**Exercise description:** Copy out the whole essay below about a late PhD supervisor and a visit to Sweden, word for word.

My PhD supervisor died last week and I felt so very sad. He was a remarkable human. I always begin to write that he was ‘mad’ but then I think about it and realise that I actually mean he had a loud wild laugh and also extraordinary clarity. He was utterly unique - hilarious and deeply serious, stubborn and joyful. A truly larger than life character whose impact on the world, particularly the little island of Tasmania (where I lived while I met my husband and where I did my PhD), was huge. As Australian writer Richard Flanagan (another Tasmanian) said so well, there is a very large hole in Tasmania’s forest without Jamie.
I learned this news whilst visiting Sweden with my parents where I was in love with the colours and everything old. In particular the old colourful timber houses that sit amidst and upon and within the granite boulders that make up lots of the Stockholm archipelago. I was thinking about how at home these houses are in the landscape. How much they added to the sense of place and how they looked built for a ‘good life’. Built with so much colour and also with human hands, nestled in the world around them. Unsurprisingly, I wanted to stop and stay and live in one. Probably a yellow one, with a moss covered roof and a garden filled with old trees… and maybe even a green plastic watering can.

(Stored items)

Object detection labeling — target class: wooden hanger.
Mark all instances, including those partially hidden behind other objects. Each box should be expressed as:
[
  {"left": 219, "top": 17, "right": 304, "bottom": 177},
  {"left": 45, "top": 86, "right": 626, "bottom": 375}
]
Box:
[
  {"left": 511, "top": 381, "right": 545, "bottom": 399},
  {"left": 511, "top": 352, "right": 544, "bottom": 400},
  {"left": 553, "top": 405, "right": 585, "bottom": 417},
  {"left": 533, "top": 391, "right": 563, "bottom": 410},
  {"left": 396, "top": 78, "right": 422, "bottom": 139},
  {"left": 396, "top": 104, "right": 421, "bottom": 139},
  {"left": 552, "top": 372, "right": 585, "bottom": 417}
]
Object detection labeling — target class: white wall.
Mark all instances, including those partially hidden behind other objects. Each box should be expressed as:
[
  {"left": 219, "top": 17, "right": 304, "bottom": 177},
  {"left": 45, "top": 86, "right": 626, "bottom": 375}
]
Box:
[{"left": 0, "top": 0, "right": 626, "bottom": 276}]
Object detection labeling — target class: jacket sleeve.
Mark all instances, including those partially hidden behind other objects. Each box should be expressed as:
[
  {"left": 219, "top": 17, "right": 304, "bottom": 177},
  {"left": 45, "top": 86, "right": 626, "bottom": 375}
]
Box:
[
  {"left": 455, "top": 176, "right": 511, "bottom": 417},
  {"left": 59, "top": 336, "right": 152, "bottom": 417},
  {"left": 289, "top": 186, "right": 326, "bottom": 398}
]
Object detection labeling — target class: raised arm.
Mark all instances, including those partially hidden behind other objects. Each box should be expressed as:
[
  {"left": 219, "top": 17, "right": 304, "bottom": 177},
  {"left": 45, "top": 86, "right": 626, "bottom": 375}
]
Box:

**Correct result:**
My PhD supervisor died last week and I felt so very sad. He was a remarkable human. I always begin to write that he was ‘mad’ but then I think about it and realise that I actually mean he had a loud wild laugh and also extraordinary clarity. He was utterly unique - hilarious and deeply serious, stubborn and joyful. A truly larger than life character whose impact on the world, particularly the little island of Tasmania (where I lived while I met my husband and where I did my PhD), was huge. As Australian writer Richard Flanagan (another Tasmanian) said so well, there is a very large hole in Tasmania’s forest without Jamie.
I learned this news whilst visiting Sweden with my parents where I was in love with the colours and everything old. In particular the old colourful timber houses that sit amidst and upon and within the granite boulders that make up lots of the Stockholm archipelago. I was thinking about how at home these houses are in the landscape. How much they added to the sense of place and how they looked built for a ‘good life’. Built with so much colour and also with human hands, nestled in the world around them. Unsurprisingly, I wanted to stop and stay and live in one. Probably a yellow one, with a moss covered roof and a garden filled with old trees… and maybe even a green plastic watering can.